--- START Supplied material ---
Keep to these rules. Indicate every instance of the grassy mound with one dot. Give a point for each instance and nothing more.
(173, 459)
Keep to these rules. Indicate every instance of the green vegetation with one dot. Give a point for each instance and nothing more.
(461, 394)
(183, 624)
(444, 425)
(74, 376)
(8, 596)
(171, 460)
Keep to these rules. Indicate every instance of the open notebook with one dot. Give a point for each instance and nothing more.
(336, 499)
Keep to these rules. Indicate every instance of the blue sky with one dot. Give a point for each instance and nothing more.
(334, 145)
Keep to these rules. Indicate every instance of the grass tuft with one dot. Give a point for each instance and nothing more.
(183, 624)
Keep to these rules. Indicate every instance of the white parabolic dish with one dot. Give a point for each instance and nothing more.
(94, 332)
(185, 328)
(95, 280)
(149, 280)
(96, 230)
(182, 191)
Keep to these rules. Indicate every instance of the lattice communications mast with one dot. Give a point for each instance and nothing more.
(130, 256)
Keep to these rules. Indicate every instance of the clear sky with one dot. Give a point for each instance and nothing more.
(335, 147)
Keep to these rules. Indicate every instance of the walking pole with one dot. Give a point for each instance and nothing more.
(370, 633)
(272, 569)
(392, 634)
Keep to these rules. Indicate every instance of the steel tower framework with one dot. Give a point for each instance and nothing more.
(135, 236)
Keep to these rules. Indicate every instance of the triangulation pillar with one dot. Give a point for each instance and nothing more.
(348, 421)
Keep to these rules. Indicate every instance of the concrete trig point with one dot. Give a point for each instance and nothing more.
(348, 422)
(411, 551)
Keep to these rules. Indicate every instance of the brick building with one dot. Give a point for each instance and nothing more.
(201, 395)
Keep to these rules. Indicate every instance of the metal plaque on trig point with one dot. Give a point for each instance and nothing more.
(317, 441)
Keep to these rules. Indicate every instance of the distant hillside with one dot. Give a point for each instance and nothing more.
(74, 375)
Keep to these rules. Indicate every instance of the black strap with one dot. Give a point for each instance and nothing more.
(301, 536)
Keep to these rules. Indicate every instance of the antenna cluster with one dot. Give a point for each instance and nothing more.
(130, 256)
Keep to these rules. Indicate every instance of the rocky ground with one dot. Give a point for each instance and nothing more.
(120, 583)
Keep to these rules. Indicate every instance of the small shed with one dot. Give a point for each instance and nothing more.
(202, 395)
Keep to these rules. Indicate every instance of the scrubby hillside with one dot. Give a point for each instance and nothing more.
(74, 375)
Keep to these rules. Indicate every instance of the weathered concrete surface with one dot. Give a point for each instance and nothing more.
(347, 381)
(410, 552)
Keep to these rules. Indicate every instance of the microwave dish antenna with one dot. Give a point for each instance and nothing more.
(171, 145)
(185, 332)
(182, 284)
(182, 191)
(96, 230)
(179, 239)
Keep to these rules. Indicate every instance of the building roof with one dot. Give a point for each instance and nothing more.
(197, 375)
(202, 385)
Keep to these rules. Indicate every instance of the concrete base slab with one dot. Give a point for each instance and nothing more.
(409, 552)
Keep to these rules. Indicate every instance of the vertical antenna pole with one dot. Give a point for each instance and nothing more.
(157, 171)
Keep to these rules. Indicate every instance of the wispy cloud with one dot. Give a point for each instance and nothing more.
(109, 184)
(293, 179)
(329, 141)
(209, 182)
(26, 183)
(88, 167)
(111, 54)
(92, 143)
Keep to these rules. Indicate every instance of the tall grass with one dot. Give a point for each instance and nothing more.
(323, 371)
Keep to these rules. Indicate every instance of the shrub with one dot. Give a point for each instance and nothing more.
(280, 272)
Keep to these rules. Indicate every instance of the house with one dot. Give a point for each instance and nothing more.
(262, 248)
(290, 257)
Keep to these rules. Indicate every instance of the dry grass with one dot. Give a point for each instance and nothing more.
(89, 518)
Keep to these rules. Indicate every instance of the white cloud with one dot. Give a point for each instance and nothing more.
--- END Supplied material ---
> _Problem to solve_
Copy every one of the rows above word for word, in the same order.

> _The result_
Keep to these rules. Indicate every instance of the grassy mound with one dot. Give a point for each instance and nothing more.
(173, 459)
Keep to these rules. Indicate every instance of the green vegetation with one dot. Give a point for each instance and nothing more.
(461, 394)
(183, 624)
(444, 425)
(74, 376)
(8, 596)
(171, 460)
Keep to these rules. Indicate every instance of the open notebook with one dot. Give a point for each instance and nothing more.
(336, 499)
Keep to these rules. Indicate every instance of the blue sky with one dot. Give a point for each instance and nothing more.
(334, 145)
Keep to these rules. Indicate every instance of the grass tuft with one dot. Give a point for each instance and nothing more.
(183, 624)
Keep to these rules. Indicate every instance of the white parabolic dish with one dot. Give a point for each instance and nothing more.
(94, 332)
(185, 328)
(95, 280)
(149, 280)
(96, 230)
(182, 191)
Keep to these rules. Indicate every instance of the lattice communications mast with one dot. Give a point for each instance and nothing more.
(130, 256)
Keep to these rules. Indicate every instance of the clear sky with one dot. Give a point for each instance and nothing more.
(335, 147)
Keep to these rules. Indicate every instance of the walking pole with one dot. Give a point for each instance and nothing more.
(370, 633)
(272, 569)
(392, 634)
Keep to these rules. Indicate every instance of the steel tower framework with one dot. Give a point for each instance and nothing more.
(135, 236)
Keep to these rules. Indicate every instance of the triangulation pillar with one dot. Give a point for each instance and nothing more.
(348, 421)
Keep to these rules. Indicate every instance of the concrete trig point with one dot. Give a point for each instance and nothing more.
(348, 422)
(411, 551)
Keep to these rules. Indicate every instance of the brick building with one dot. Give a point for each instance and nothing more.
(201, 395)
Keep to these rules. Indicate every instance of the metal plaque on trig point with one dot. Give a point for each instance and nothing more.
(317, 441)
Keep to these rules. Indicate every instance of the distant hillside with one dot. Give a point for each instance and nothing more.
(74, 375)
Keep to these rules. Indicate every instance of the black strap with one dot. Give a point for each instance and nothing more.
(301, 536)
Keep to these rules. Indicate every instance of the antenna cluster with one dot. Give a point for each instance and nothing more.
(130, 256)
Keep to these rules. Indicate every instance of the rocky ground with one dot. Give a point for each instance and nothing more.
(120, 583)
Keep to these rules. Indicate every instance of the small shed with one dot. Give a point for each instance and nothing more.
(202, 395)
Keep to these rules. Indicate every instance of the scrubby hillside with one dot. Give a point for each instance and nothing more.
(74, 375)
Keep to these rules. Indicate every instance of the weathered concrete surface with one dot. Give a point for each instance and nothing more.
(347, 381)
(410, 552)
Keep to these rules. Indicate every instance of the microwave dish antenna with one dot. Give a point for each instance and nothing more.
(171, 145)
(185, 332)
(182, 284)
(182, 191)
(96, 230)
(179, 239)
Keep to these rules. Indicate every instance of the building roof with one dot. Give a point for each instance and nothing more.
(197, 375)
(202, 385)
Keep to these rules. Indicate every instance of the concrete base slab with one dot. Give a point for each instance and nothing more.
(409, 552)
Keep to these rules. Indicate every instance of the vertical antenna pole with one dot. Give a point for each instance and nothing more.
(157, 171)
Keep to these rules. Indicate every instance of the wispy cloud with one dot. Give a point for each instance and nothing more.
(109, 184)
(293, 179)
(329, 141)
(209, 182)
(26, 183)
(88, 167)
(111, 54)
(92, 143)
Keep to these rules. Indicate every instance of the tall grass with one dot. Give a point for each instance and nothing more.
(323, 371)
Keep to these rules. Indicate every instance of the shrub with one dot. Give a point for each instance and nothing more.
(280, 272)
Keep to these rules. Indicate every instance of the house with one dot. Give a point for each instance and nothing more.
(262, 248)
(290, 257)
Keep to these rules. Indicate every instance of the dry grass with one dot. Give a point for each instance and nothing more.
(89, 518)
Keep to these rules. Indicate every instance of the white cloud with one dot. Give a point for each instance and nothing more.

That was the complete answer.